● The request
Below are some entries. Output each one exactly as it appears.

[Coordinate annotation records]
** START **
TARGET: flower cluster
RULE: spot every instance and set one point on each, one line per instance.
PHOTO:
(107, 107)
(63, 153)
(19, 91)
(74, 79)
** END **
● Response for this exercise
TARGET: flower cluster
RULE: spot every instance and set one point on each, one line per instance.
PHOTO:
(107, 107)
(63, 153)
(19, 91)
(74, 79)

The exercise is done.